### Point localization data
-- -- --
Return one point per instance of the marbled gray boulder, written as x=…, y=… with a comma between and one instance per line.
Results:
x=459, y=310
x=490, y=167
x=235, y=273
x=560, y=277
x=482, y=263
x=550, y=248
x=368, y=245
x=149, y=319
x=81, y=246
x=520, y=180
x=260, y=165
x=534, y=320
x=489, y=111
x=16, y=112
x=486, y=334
-- -- --
### WHAT IS BEING ASKED
For this exercise, output all the data exactly as shown above.

### REPLY
Return one point per instance of the marbled gray boulder, written as x=…, y=… with a comma between and one instance per line.
Results:
x=459, y=310
x=490, y=167
x=235, y=273
x=560, y=277
x=482, y=263
x=550, y=248
x=368, y=245
x=149, y=319
x=81, y=246
x=520, y=180
x=260, y=165
x=534, y=320
x=489, y=111
x=16, y=112
x=486, y=334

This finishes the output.